--- START ---

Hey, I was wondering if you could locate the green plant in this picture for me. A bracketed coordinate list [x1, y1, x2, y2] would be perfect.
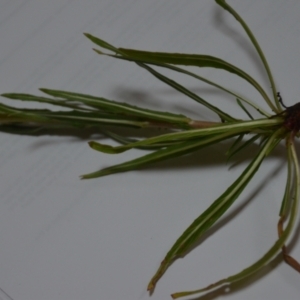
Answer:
[1, 0, 299, 298]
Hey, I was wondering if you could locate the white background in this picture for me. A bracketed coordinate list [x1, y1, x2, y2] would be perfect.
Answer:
[0, 1, 300, 299]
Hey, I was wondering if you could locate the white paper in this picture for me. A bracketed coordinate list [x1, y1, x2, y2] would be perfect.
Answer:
[0, 1, 300, 299]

--- END ---

Work instruction: Please, without any pictures, print each entry exactly.

Result for this task:
Hey, I was wondering if you could locate the green plant in this picture for me. A bracketed coordinate list [x1, y1, x2, y2] would be perfect.
Answer:
[1, 0, 299, 298]
Hey, I was wondering if you could locate the white background in this picture for me. A bracketed coordinate list [x1, y1, x2, y2] would be perfect.
Answer:
[0, 1, 300, 299]
Hey, I was wondering if you could locate the white paper in this picture for me. A bracketed coordinate list [x1, y1, x2, y2] would be perfect.
Answer:
[0, 1, 300, 299]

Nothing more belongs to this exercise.